DATASET ENTRIES
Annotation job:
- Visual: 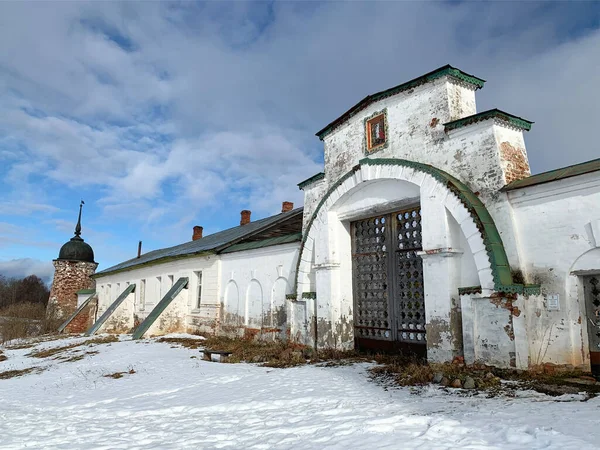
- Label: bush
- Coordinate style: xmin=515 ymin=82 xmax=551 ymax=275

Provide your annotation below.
xmin=0 ymin=303 xmax=62 ymax=344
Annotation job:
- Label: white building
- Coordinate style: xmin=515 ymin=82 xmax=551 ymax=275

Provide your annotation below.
xmin=85 ymin=66 xmax=600 ymax=378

AIM
Change "Annotation job" to "Labeling job" throughout the lines above and write them out again with nothing else altered. Leave the pictures out of your answer.

FINAL RESULT
Labeling job:
- Visual: 
- Label: bush
- Coordinate style: xmin=515 ymin=82 xmax=551 ymax=275

Provide your annotation below.
xmin=0 ymin=303 xmax=62 ymax=344
Labeling job:
- Label: white building
- Coordinate style: xmin=515 ymin=82 xmax=551 ymax=275

Provide your annotation below.
xmin=85 ymin=66 xmax=600 ymax=378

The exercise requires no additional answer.